> Work to complete:
Could you restate word for word every line from the one containing "paw with a single point, one per instance." to the end of the records, and nothing else?

[Natural language region descriptions]

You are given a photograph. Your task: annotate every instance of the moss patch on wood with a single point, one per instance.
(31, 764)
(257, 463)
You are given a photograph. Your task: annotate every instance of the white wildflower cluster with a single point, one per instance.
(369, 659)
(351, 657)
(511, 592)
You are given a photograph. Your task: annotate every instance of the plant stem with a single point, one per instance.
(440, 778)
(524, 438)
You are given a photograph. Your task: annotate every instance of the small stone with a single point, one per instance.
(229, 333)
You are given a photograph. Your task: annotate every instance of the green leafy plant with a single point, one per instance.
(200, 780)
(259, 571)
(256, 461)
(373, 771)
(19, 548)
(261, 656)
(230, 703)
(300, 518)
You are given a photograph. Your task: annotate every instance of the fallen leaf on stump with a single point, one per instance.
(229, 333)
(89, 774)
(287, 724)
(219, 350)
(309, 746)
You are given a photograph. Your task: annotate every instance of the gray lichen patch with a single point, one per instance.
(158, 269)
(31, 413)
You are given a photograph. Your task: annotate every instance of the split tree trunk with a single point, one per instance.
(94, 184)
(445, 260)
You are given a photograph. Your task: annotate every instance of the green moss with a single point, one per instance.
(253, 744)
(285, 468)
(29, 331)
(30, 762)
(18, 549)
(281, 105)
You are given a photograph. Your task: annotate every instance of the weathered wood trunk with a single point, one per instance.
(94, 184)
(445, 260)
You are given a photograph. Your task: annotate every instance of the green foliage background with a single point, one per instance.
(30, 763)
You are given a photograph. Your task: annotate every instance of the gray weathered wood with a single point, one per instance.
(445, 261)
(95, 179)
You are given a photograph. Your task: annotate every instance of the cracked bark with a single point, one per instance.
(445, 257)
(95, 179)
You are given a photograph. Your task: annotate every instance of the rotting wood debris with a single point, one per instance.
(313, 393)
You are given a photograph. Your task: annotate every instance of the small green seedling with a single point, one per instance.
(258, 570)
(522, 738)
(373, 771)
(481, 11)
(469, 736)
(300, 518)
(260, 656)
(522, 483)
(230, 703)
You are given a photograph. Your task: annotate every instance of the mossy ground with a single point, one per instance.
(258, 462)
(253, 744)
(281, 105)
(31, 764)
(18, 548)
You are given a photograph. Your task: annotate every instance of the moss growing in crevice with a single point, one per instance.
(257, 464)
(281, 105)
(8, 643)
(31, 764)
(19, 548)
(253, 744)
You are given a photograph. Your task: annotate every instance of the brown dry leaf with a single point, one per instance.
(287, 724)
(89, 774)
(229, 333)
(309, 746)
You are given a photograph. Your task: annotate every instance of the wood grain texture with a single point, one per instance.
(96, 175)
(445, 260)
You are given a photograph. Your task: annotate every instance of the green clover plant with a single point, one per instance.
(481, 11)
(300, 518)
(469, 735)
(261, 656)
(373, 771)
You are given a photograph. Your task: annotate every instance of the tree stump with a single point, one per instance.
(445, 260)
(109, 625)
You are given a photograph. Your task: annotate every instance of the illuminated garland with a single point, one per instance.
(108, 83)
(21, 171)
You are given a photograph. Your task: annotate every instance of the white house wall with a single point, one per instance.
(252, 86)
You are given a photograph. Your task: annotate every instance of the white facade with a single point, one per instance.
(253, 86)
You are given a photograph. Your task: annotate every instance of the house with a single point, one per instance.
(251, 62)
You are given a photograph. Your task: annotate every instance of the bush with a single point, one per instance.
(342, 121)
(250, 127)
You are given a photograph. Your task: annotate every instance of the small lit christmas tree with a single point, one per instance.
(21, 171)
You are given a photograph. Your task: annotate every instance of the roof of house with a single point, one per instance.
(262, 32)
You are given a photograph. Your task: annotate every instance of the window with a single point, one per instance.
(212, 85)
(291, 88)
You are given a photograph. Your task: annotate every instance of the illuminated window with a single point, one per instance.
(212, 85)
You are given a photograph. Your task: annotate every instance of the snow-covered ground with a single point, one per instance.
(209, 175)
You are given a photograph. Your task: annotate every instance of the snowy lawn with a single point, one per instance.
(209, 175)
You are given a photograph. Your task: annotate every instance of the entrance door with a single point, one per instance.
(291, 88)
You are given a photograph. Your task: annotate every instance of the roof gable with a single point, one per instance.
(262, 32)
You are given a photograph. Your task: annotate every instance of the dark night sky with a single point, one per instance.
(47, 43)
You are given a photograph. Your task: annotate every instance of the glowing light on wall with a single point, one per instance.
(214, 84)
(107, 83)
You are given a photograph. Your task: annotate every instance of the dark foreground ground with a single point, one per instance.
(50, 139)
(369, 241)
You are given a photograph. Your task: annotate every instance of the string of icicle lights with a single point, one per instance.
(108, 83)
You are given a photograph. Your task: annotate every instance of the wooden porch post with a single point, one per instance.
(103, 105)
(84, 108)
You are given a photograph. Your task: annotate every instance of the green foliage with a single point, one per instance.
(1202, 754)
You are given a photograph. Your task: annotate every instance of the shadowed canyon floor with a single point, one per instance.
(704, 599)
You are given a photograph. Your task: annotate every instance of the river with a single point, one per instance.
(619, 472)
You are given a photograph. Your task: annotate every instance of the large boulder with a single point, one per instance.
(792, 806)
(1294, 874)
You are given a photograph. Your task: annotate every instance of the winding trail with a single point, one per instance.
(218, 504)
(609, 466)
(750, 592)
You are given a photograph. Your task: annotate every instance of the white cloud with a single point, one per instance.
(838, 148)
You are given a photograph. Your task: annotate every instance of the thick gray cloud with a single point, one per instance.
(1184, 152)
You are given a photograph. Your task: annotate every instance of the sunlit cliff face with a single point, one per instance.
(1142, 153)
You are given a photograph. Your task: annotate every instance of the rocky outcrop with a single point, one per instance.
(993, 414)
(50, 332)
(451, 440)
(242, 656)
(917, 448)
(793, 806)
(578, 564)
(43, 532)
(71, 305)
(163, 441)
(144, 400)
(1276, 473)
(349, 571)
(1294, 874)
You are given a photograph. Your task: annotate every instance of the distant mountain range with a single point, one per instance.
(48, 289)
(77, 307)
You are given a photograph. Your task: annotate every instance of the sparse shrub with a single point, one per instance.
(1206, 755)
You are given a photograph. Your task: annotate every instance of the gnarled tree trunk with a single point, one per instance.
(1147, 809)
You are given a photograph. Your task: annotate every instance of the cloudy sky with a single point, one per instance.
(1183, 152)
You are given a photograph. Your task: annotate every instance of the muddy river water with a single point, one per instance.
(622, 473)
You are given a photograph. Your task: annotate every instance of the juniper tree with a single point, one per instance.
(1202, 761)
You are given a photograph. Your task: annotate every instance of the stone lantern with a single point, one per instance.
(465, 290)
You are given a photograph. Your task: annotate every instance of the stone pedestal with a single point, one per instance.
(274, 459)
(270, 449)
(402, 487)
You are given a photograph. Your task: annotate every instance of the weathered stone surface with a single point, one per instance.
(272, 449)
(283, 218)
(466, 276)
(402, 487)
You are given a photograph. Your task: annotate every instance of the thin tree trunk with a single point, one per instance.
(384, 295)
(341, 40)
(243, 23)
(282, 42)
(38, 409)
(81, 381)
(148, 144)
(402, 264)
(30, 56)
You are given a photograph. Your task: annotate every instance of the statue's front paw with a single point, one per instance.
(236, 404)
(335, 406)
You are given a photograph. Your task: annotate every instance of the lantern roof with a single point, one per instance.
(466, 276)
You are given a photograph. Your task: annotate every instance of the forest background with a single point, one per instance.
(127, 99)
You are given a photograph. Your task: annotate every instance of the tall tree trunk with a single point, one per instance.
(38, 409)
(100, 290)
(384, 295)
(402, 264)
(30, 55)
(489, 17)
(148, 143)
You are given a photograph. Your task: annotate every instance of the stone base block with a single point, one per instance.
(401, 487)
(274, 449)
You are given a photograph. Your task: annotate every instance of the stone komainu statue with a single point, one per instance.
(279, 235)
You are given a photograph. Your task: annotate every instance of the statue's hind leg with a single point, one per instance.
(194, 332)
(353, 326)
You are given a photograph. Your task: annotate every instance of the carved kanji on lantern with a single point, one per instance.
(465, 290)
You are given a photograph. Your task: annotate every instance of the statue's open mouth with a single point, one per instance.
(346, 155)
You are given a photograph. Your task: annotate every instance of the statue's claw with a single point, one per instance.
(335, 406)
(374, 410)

> Result below:
You are given a photograph. Your task: annotate every instance of the statue's front paw with a single point, one per instance.
(236, 404)
(335, 406)
You are given a photograph. Your task: annotate every instance of the lantern roof with a single point, one per instance.
(466, 276)
You are given a photograph. Your task: annotate every instance of the forest background with a single point, one per instance.
(127, 99)
You are given a photograph. Your task: annotate every instance of the tall tree trunk with a single point, one per instance.
(38, 409)
(100, 290)
(384, 295)
(402, 264)
(30, 55)
(489, 17)
(148, 143)
You are given a photograph. Your task: annotate every instance of the stone base block with a single point, one per instance.
(401, 487)
(274, 449)
You are given a photograph. Your task: annotate every instance of the stone komainu statue with a single point, one per instance.
(279, 235)
You are given a photograph. Your task: annotate every instance of the statue's hind leg with a single point, one per instance.
(194, 332)
(353, 326)
You are given a photograph. Your task: annotate every instance of the carved kanji on lantern with a single point, one per instance.
(465, 290)
You are given a photograph. Your task: annotate every instance of the statue's open mouth with a single point, one per instance.
(346, 155)
You are given a photograph. Your task: annotate every instance of the statue's claw with a single point, one per instance.
(335, 406)
(374, 410)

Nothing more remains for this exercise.